# What is needed:
Your answer must be the full listing, word for word, with no images in it.

** Supplied records follows **

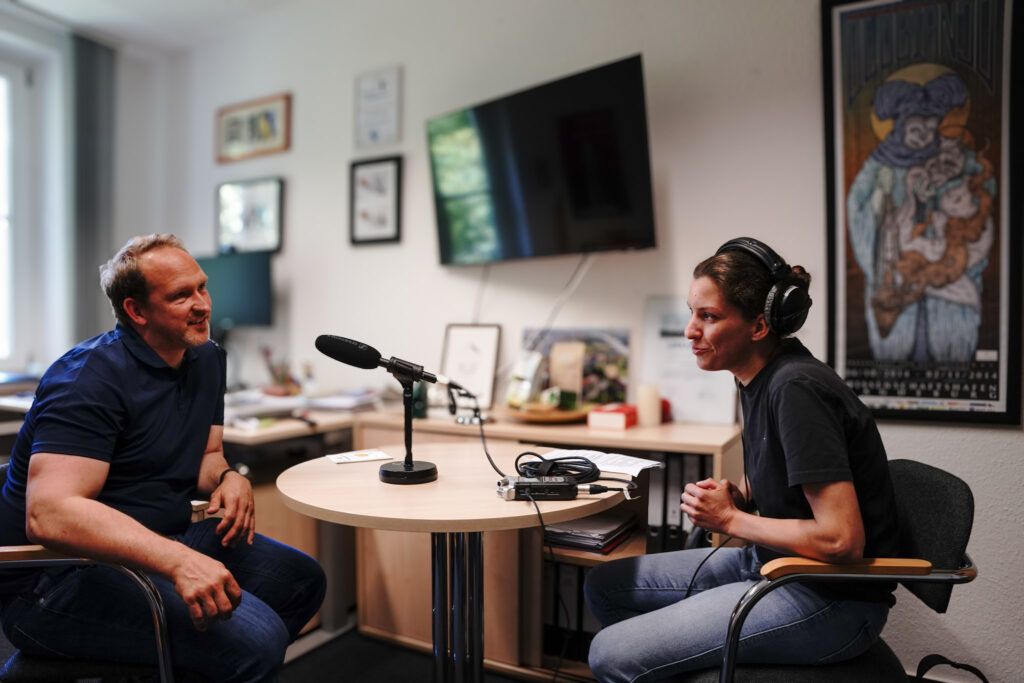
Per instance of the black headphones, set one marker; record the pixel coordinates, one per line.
(786, 303)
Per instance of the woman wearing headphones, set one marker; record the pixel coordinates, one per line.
(816, 484)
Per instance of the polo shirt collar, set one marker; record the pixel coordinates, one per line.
(142, 351)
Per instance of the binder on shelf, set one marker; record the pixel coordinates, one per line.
(599, 532)
(674, 537)
(655, 510)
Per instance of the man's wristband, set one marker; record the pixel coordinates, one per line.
(224, 473)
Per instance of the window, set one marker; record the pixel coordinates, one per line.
(35, 233)
(6, 280)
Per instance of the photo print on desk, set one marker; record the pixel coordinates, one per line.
(606, 355)
(470, 357)
(925, 267)
(376, 201)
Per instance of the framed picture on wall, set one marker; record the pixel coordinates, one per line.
(254, 128)
(376, 201)
(925, 262)
(249, 215)
(470, 357)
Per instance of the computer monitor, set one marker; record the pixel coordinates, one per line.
(241, 286)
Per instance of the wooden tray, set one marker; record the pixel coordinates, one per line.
(539, 417)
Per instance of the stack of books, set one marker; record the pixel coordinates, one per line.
(600, 532)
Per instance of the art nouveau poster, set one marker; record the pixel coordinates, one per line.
(925, 266)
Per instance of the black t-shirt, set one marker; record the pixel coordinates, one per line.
(804, 425)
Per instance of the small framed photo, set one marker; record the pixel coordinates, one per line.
(254, 128)
(470, 357)
(376, 201)
(249, 215)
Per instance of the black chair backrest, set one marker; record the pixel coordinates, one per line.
(936, 512)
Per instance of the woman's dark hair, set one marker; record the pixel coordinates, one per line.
(744, 281)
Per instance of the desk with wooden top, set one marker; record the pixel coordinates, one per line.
(455, 509)
(392, 577)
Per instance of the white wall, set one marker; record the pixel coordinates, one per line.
(734, 110)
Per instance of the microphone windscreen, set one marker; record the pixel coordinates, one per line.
(348, 351)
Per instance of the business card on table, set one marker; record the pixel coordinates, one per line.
(357, 456)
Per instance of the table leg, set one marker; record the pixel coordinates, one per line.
(475, 563)
(458, 606)
(459, 642)
(438, 556)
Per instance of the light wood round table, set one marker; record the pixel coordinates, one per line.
(454, 509)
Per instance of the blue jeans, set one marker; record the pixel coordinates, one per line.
(651, 632)
(96, 612)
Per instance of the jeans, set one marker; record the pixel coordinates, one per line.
(96, 612)
(651, 632)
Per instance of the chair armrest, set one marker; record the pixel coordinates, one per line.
(200, 513)
(784, 566)
(32, 553)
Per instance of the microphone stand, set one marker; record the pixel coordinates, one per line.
(409, 471)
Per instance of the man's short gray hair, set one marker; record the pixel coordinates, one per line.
(122, 279)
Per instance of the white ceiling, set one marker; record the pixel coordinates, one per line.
(169, 26)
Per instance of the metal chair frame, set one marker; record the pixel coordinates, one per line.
(779, 572)
(38, 556)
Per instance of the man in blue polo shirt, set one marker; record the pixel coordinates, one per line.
(125, 430)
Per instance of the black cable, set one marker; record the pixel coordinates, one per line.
(576, 468)
(689, 589)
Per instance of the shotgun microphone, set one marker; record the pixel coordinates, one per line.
(363, 355)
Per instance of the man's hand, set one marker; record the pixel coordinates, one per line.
(712, 504)
(235, 498)
(208, 589)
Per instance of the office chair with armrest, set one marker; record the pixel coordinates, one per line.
(935, 511)
(22, 668)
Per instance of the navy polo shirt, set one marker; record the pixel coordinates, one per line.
(114, 398)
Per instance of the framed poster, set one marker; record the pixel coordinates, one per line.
(254, 128)
(470, 357)
(249, 215)
(925, 263)
(376, 198)
(378, 99)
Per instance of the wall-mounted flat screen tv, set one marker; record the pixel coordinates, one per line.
(559, 168)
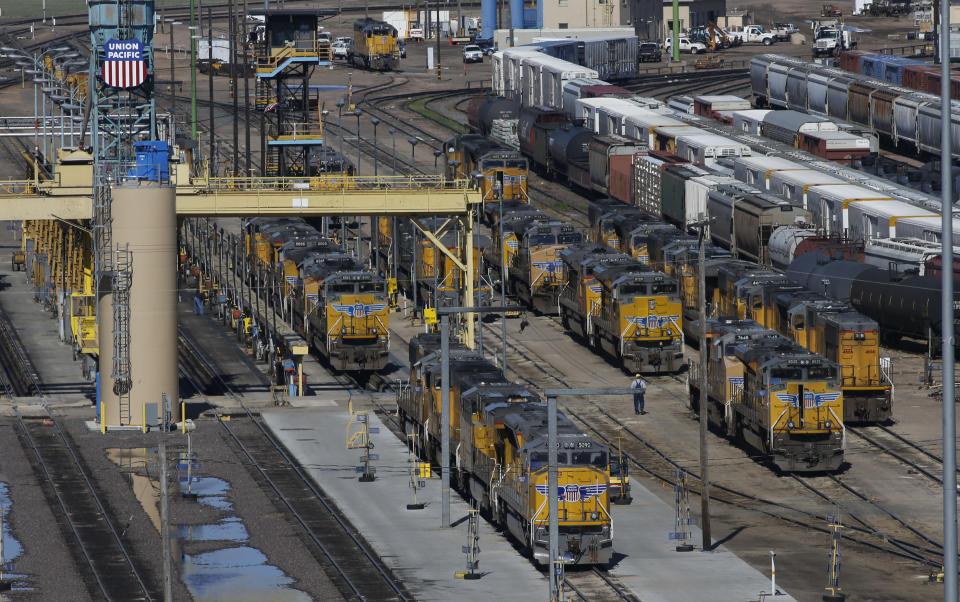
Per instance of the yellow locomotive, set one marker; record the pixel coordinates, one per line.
(335, 303)
(824, 326)
(778, 397)
(375, 45)
(503, 171)
(622, 308)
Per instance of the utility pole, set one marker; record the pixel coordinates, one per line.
(445, 420)
(165, 525)
(246, 90)
(675, 44)
(232, 33)
(193, 72)
(211, 158)
(438, 39)
(173, 90)
(946, 308)
(702, 224)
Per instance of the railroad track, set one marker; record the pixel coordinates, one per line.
(910, 453)
(336, 545)
(112, 572)
(83, 517)
(595, 584)
(535, 370)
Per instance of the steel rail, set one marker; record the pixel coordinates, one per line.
(374, 561)
(20, 353)
(624, 427)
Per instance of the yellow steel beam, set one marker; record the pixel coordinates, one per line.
(435, 239)
(45, 207)
(385, 201)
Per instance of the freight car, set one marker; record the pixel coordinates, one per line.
(337, 305)
(622, 308)
(903, 306)
(829, 328)
(375, 45)
(903, 116)
(776, 396)
(502, 171)
(499, 432)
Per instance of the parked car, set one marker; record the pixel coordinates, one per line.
(649, 52)
(487, 46)
(783, 31)
(686, 45)
(341, 49)
(472, 54)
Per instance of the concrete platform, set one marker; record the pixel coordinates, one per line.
(426, 556)
(656, 572)
(61, 377)
(421, 553)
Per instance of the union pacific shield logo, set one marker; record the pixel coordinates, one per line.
(123, 64)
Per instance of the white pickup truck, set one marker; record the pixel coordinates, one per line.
(753, 34)
(685, 44)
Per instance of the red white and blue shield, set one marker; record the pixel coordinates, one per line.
(123, 64)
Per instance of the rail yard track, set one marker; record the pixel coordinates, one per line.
(537, 371)
(337, 545)
(83, 518)
(595, 584)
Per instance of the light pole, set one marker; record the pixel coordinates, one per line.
(357, 112)
(413, 150)
(173, 91)
(340, 103)
(393, 139)
(444, 314)
(376, 169)
(193, 73)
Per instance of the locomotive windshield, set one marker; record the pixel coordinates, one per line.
(631, 290)
(786, 373)
(542, 239)
(570, 238)
(822, 373)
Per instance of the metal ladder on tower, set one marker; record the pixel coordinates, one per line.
(122, 278)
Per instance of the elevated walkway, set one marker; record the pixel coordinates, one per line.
(247, 197)
(283, 58)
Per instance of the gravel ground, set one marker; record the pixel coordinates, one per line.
(46, 561)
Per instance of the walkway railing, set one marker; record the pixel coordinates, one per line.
(334, 182)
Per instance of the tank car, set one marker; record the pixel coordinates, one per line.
(623, 309)
(776, 396)
(375, 45)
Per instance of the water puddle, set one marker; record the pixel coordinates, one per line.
(238, 574)
(11, 547)
(210, 491)
(228, 529)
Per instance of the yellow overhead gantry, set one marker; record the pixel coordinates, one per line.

** End of Supplied records **

# Answer below:
Per instance of the black headphones, set one marker; record the pixel coordinates, one per line.
(786, 303)
Per instance of the woman wearing headphones, set one marker; record the pixel coordinates, one per line.
(816, 484)
Per instance of the polo shirt collar, set one marker; record the pixel coordinates, one per line.
(142, 351)
Per instance of the binder on shelf, set one marker; record the pixel coordinates, one per line.
(599, 532)
(674, 537)
(655, 510)
Per instance of the man's wristband, set one marker; record the pixel coordinates, one per line.
(224, 473)
Per instance of the window, set one marker; record the pixel coordinates, one per line.
(35, 233)
(6, 280)
Per instance of the photo print on desk, set one marker; record the pixel coordinates, one per line.
(606, 355)
(470, 357)
(925, 267)
(376, 201)
Per instance of the framed picture on wall, set one marker; record the pixel coordinates, one per line.
(254, 128)
(376, 201)
(925, 262)
(249, 215)
(470, 357)
Per instance of the computer monitor, set one marker; record the pixel coordinates, one per line.
(241, 286)
Per instance of the wooden tray, set one marker; record the pixel coordinates, one per line.
(539, 417)
Per instance of the stack of books, set one marker; record the pixel coordinates, one per line.
(600, 532)
Per instance of the art nouveau poster, set one marker; record the pixel coordinates, one per line.
(925, 266)
Per instance of the black t-shirt, set one marker; record the pixel coordinates, one per line.
(804, 425)
Per instance of the small framed photo, set one marker; record the pixel coordinates, one per line.
(254, 128)
(470, 357)
(376, 201)
(249, 215)
Per instance of the black chair backrest, set one marker; record the pixel coordinates, one per line.
(936, 512)
Per instance of the woman's dark hair, set one marker; record the pixel coordinates, one per line.
(744, 281)
Per instance of the desk with wooden top, set one marker; record the pixel coordinates, one per line.
(455, 509)
(392, 577)
Per instance of the white wall, set one marker; record the pixel coordinates, one per line.
(734, 110)
Per instance of the microphone windscreen, set one marker; record the pixel coordinates, one per line.
(348, 351)
Per instance of the business card on table, set one marker; record the pixel coordinates, one per line.
(357, 456)
Per instance of the table leg, set one marker; record the pixel coordinates, one per line.
(475, 563)
(458, 606)
(459, 642)
(438, 556)
Per instance of the light wood round table, set one marker; record the pixel coordinates, one per line.
(454, 509)
Per instance of the blue jeans, set one marker; record the pixel coordinates, one per line.
(651, 632)
(96, 612)
Per instance of the jeans, set one marker; record the pixel coordinates, one per line.
(96, 612)
(651, 632)
Per instance of the chair armrest, set one marker; record the pixel coordinates, one per line.
(200, 513)
(784, 566)
(32, 553)
Per instance of the microphone stand, set one marker; record the pixel coordinates, one per line.
(409, 471)
Per instance of the man's short gray hair, set one marker; record the pixel coordinates, one per line.
(122, 279)
Per instance of the white ceiling, set one marker; record the pixel coordinates, one per line.
(169, 26)
Per instance of the metal chair frame, set one marker; record the pixel coordinates, one per line.
(779, 572)
(38, 556)
Per instance of the man in blue polo shirt, set one marker; record the pixel coordinates, one per line.
(125, 430)
Per instance of the black cable, set one marker; record the pixel coordinates, one per line.
(576, 468)
(689, 589)
Per instance of the shotgun microphone, set one marker; record the pixel coordinates, one per line.
(363, 355)
Per instance of the man's hand, set one marker; record the pixel coordinates, one per line.
(712, 504)
(235, 498)
(208, 589)
Per instance of the office chair with armrest, set one marker; record the pixel coordinates, one per line.
(935, 511)
(22, 668)
Per instance of the navy polo shirt, set one marker; record the pixel coordinates, one per line.
(114, 398)
Per instance of the framed poster, set one marker; record the pixel coordinates, one per line.
(254, 128)
(470, 357)
(249, 215)
(925, 263)
(376, 198)
(378, 99)
Per instance of the wall-mounted flat screen tv, set one marker; record the pixel coordinates, one per line.
(559, 168)
Per instance of the yellow locomotive, set one marker; record the pixel coordinates, one per line.
(335, 303)
(824, 326)
(778, 397)
(375, 45)
(503, 171)
(622, 308)
Per instance of the utility pole, set one marker; record the pixel coordinates, one per line.
(445, 420)
(165, 525)
(246, 90)
(675, 44)
(232, 33)
(193, 72)
(211, 158)
(438, 39)
(173, 90)
(946, 308)
(702, 224)
Per instance of the railroad track, set one marker; record the pixel coordinates, one per line.
(910, 453)
(336, 545)
(112, 572)
(83, 517)
(595, 584)
(535, 370)
Per instance of the steel rail, set one marker; record the pixel coordinates, one per line.
(374, 561)
(20, 353)
(624, 427)
Per instance of the yellow steel beam, set one marker; record the pixel coordinates, one per line.
(435, 239)
(45, 207)
(385, 201)
Per instance of the freight car, set one marker; record the pixel coordinates, one per line.
(337, 305)
(622, 308)
(903, 306)
(829, 328)
(375, 45)
(903, 116)
(776, 396)
(502, 171)
(499, 432)
Per instance of the parked car, set one marker; record the pixel coordinates, one per line.
(649, 52)
(487, 46)
(783, 31)
(686, 45)
(341, 49)
(472, 54)
Per instance of the concrete platform, set one marker; record the pixel coordinates, one per line.
(426, 556)
(656, 572)
(61, 377)
(421, 553)
Per instance of the union pacific shield logo, set one marker; record the pixel coordinates, one per line.
(123, 64)
Per instance of the white pickup truck, set one marker; record the pixel coordinates, one per line.
(753, 34)
(685, 44)
Per instance of the red white and blue shield, set one marker; record the pixel coordinates, one per line.
(123, 64)
Per instance of the rail yard track, set one marker; record the pixel coordinates, one per line.
(537, 371)
(337, 545)
(83, 518)
(595, 584)
Per instance of the light pole, set one marker; record the pixel coordinates, one per line.
(357, 112)
(413, 150)
(173, 91)
(340, 103)
(393, 139)
(444, 314)
(376, 169)
(193, 73)
Per instance of the locomotive windshield, set one marker; record the pixel coordinates, one per line.
(631, 290)
(786, 373)
(542, 239)
(570, 238)
(822, 373)
Per instance of the metal ladder on tower, set one marker; record the pixel coordinates, one per line.
(122, 278)
Per instance of the elevated walkway, set one marker; record the pixel coordinates, one per line.
(247, 197)
(283, 58)
Per instance of the gravel ground, set one marker; record the pixel coordinates, one per line.
(46, 561)
Per instance of the walkway railing, set one marker; record the pixel coordinates, one per line.
(334, 182)
Per instance of the tank car, set one marker; record the pixel coordinates, one per line.
(623, 309)
(776, 396)
(375, 45)
Per instance of the water puddle, set one marker; record the pixel coordinates, one per line.
(238, 574)
(11, 547)
(210, 491)
(228, 529)
Per instance of the yellow overhead gantry, set one marker; record the pixel coordinates, one per line.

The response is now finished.